Reproduce the entire listing below verbatim, keeping every line unchanged and in its original order.

▼▼▼

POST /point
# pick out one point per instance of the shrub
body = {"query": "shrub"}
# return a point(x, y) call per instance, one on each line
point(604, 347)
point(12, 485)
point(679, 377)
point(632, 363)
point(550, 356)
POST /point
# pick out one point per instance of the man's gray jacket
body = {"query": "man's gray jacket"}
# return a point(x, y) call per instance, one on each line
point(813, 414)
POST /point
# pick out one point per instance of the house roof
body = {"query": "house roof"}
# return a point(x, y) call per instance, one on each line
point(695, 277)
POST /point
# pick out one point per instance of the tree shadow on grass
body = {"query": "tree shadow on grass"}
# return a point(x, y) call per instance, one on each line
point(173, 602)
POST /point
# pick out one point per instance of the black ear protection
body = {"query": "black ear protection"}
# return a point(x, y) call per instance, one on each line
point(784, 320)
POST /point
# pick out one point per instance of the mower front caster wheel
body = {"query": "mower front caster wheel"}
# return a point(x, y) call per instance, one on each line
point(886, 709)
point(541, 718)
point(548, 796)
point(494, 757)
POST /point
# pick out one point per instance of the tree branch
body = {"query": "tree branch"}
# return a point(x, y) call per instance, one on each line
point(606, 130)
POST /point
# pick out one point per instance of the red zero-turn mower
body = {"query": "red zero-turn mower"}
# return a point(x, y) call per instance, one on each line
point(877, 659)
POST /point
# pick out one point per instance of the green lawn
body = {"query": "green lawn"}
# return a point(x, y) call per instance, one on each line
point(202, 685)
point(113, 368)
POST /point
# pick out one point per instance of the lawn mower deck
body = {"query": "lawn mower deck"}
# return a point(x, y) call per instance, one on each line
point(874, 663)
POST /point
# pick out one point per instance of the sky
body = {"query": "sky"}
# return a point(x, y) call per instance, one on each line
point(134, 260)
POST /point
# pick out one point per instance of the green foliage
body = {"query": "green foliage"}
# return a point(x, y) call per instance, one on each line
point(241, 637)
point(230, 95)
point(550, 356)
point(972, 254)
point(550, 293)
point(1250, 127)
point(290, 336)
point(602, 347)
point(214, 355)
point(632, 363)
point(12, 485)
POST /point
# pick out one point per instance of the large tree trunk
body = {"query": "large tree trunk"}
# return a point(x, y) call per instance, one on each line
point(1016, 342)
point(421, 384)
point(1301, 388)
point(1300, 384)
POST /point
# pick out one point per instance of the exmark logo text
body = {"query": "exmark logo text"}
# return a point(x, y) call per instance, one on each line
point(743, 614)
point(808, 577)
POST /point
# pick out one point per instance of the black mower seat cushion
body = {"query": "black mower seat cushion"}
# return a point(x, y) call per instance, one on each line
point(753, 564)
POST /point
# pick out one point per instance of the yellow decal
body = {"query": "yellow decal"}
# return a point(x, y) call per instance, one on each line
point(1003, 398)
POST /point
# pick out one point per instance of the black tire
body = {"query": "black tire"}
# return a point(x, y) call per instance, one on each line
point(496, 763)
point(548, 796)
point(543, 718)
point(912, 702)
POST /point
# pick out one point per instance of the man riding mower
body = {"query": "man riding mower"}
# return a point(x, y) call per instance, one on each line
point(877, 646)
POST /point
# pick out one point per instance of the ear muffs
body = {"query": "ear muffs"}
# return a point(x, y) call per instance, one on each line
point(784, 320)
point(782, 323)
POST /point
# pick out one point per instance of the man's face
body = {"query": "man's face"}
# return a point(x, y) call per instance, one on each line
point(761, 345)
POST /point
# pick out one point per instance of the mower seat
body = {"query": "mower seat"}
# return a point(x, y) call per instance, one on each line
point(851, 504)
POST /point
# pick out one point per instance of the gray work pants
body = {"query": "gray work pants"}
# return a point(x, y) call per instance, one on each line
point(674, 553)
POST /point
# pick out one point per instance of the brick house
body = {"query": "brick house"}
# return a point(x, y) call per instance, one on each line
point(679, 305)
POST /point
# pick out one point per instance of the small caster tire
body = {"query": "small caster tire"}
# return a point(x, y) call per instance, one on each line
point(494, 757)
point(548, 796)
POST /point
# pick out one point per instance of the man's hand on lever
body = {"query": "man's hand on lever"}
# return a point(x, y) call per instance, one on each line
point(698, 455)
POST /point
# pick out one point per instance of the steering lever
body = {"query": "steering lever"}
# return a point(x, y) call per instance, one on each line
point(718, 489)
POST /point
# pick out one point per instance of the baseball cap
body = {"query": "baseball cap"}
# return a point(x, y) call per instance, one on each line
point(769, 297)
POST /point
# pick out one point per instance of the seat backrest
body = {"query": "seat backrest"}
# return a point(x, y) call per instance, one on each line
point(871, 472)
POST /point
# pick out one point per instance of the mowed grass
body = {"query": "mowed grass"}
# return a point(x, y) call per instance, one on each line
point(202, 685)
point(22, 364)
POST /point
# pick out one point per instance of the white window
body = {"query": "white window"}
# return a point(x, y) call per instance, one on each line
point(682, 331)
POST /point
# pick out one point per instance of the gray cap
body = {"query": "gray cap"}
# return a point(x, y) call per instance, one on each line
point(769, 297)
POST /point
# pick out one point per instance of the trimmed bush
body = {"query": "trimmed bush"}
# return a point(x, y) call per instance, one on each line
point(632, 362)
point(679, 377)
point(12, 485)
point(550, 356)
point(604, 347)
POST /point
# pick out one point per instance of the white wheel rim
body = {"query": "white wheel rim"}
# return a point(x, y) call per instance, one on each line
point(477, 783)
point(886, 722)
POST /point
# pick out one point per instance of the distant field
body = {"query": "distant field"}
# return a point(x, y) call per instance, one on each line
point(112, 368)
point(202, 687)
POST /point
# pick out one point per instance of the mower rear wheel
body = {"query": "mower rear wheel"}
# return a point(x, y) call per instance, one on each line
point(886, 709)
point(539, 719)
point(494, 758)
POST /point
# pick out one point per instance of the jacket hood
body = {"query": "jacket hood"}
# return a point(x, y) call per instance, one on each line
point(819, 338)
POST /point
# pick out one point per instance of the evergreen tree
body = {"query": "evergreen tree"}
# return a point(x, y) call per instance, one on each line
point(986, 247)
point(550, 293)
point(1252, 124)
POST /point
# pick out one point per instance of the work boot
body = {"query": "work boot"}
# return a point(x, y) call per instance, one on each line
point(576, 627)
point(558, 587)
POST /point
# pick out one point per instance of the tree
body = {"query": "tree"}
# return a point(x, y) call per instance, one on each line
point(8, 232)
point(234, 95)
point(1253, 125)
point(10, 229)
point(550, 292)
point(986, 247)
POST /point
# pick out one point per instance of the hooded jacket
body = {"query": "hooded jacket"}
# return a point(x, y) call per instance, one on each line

▲▲▲

## OUTPUT FOR THIS TASK
POST /point
# pick out one point per instance of the shrub
body = {"query": "shrub"}
# return a point(x, y) call per instance, one on each line
point(604, 347)
point(12, 485)
point(679, 377)
point(632, 363)
point(550, 356)
POST /point
# pick out one point per instance of the man's gray jacket
body = {"query": "man's gray jacket"}
# return a point(x, y) call per instance, one on each line
point(813, 414)
POST /point
# pick out one point per instance of the house roof
body = {"query": "house roof"}
# return a point(x, y) call per instance, one on each line
point(695, 277)
POST /point
# pick out one point per instance of the tree shadow on grass
body = {"query": "tree shadow on grass"}
# return a point(x, y) call per instance, one on each line
point(173, 602)
POST /point
# pick out one point per instance of the black ear protection
body = {"query": "black ear protection"}
# return a point(x, y) call per instance, one on each line
point(784, 320)
POST /point
# pick out one point per instance of the mower front caster wheel
body = {"query": "mower front caster wheel"}
# return a point(x, y) call per instance, one on each line
point(886, 709)
point(541, 718)
point(548, 796)
point(494, 757)
POST /point
# pick out one point per instance of the tree branch
body = {"query": "tree branch"}
# return a point(x, y) call per instance, one on each line
point(606, 130)
POST /point
# pick out one point per instance of the red zero-turn mower
body = {"query": "red zero-turn mower"}
# return a point(x, y) call per instance, one on each line
point(877, 659)
POST /point
# pick out one point per instance of the green lawn
body = {"query": "green lawn"}
# return a point(x, y) call per instance, one on each line
point(202, 685)
point(113, 368)
POST /point
# pick out one point per instance of the lawn mower deck
body = {"query": "lawn mower deck"}
# return a point(x, y) call per instance, one on each line
point(874, 663)
POST /point
# pick out one point per instance of the sky
body = {"query": "sky"}
# return a point(x, y) call per instance, one on each line
point(134, 260)
POST /point
# pick out one point per instance of the green foliage
body = {"query": "green foliage"}
# return a point(x, y) call per instance, one on each line
point(241, 637)
point(230, 95)
point(550, 356)
point(972, 254)
point(550, 293)
point(1250, 127)
point(290, 336)
point(602, 347)
point(214, 355)
point(632, 363)
point(12, 485)
POST /point
# pick out one point per instance of the large tree trunk
body = {"query": "large tree trunk"}
# return a point(x, y) call per instance, one on each line
point(1016, 342)
point(421, 384)
point(1301, 388)
point(1300, 384)
POST /point
# pick out one point per instance of the exmark logo text
body = {"query": "exmark logo text"}
# return a point(x, y) call per instance, one on each line
point(743, 614)
point(808, 577)
POST /point
# pick out one point per instance of the black mower seat cushion
body = {"query": "black mower seat cushion"}
# return a point(x, y) call per instance, one on each line
point(753, 564)
POST /point
# pick out one point per instance of the yellow decal
body = {"query": "yellow decal"}
# return a point(x, y) call per instance, one on each line
point(1003, 398)
POST /point
# pick out one point per instance of the black tire
body = {"query": "black tire"}
# return a point(x, y) call per instance, one on each line
point(496, 763)
point(548, 796)
point(543, 718)
point(912, 702)
POST /point
# pick out one point per instance of the man riding mower
body = {"query": "man riding mower"}
# return a point(x, y) call per instance, one on each line
point(877, 646)
POST /point
# pick out one point per instance of the ear muffs
body = {"query": "ear muffs"}
# return a point(x, y) call per instance, one on each line
point(784, 320)
point(782, 323)
POST /point
# pick out one point per instance of the man's face
body = {"query": "man's face"}
# return a point(x, y) call per instance, one on each line
point(761, 345)
POST /point
# pick out one point per instance of the mower seat
body = {"query": "mower seat"}
# return a point(x, y) call per instance, one on each line
point(851, 504)
POST /point
# pick out one point per instance of the gray work pants
body = {"query": "gray work pants"}
# return a point(x, y) call per instance, one on each line
point(674, 553)
POST /point
# pick out one point per instance of the brick house
body = {"query": "brick house"}
# return a point(x, y) call per instance, one on each line
point(679, 305)
POST /point
# pick out one point per instance of the small caster tire
body = {"query": "small caster tire"}
# return a point(x, y) call per instance, one on each line
point(494, 757)
point(548, 796)
POST /point
# pick out one point per instance of the man's hand on lever
body = {"query": "man's hand on lever"}
# return a point(x, y) call per instance, one on each line
point(698, 455)
POST /point
# pick out one point per instance of the steering lever
body = {"query": "steering lever"}
# return a point(x, y) call per instance, one on each line
point(718, 489)
POST /point
# pick out one point per instance of the baseball cap
body = {"query": "baseball cap"}
# return a point(x, y) call per instance, one on each line
point(769, 297)
POST /point
# pick out one point per instance of the seat backrest
body = {"query": "seat backrest"}
# return a point(x, y) call per instance, one on each line
point(871, 472)
POST /point
# pick out one point per instance of the mowed grass
body = {"query": "mowed grass"}
# return a point(x, y) call per instance, one on each line
point(202, 685)
point(22, 364)
POST /point
# pick out one point per instance of the white window
body = {"query": "white window"}
# return a point(x, y) call per instance, one on each line
point(682, 331)
POST /point
# pick out one point per instance of the gray cap
body = {"query": "gray cap"}
# return a point(x, y) call per instance, one on each line
point(769, 297)
POST /point
# pick out one point per instance of the trimmed bush
body = {"query": "trimmed bush"}
# return a point(x, y) call per instance, one on each line
point(632, 362)
point(679, 377)
point(12, 485)
point(550, 356)
point(604, 347)
POST /point
# pick out one point per instance of the white wheel rim
body = {"query": "white wheel rim"}
# return a point(x, y) call per instance, one on each line
point(477, 783)
point(886, 722)
POST /point
# pick out one point per instance of the distant field
body = {"query": "distant field"}
# return a point(x, y) call per instance, one on each line
point(112, 368)
point(202, 687)
POST /point
# pick out one point per instance of the mower rear wheel
body = {"query": "mower rear wheel"}
# return a point(x, y) call per instance, one on each line
point(886, 709)
point(539, 719)
point(494, 758)
POST /point
# pick out one point per instance of the jacket hood
body = {"query": "jacket hood"}
# return a point(x, y) call per instance, one on each line
point(819, 338)
POST /point
# pick out one point per instance of the evergreen tree
body = {"query": "evergreen tree"}
# return a point(x, y) call per instance, one on each line
point(986, 247)
point(550, 293)
point(1252, 124)
POST /point
# pick out one point per instance of the work boot
body = {"query": "work boot"}
# return a point(x, y) call per instance, one on each line
point(576, 627)
point(558, 587)
POST /point
# pick out one point per instance of the tree
body = {"query": "tree"}
# return a point(x, y) call per instance, one on each line
point(8, 232)
point(234, 95)
point(1253, 125)
point(10, 229)
point(550, 292)
point(986, 247)
POST /point
# pick out one point per instance of the hooded jacket
body = {"query": "hooded jacket"}
# return a point(x, y) call per instance, one on each line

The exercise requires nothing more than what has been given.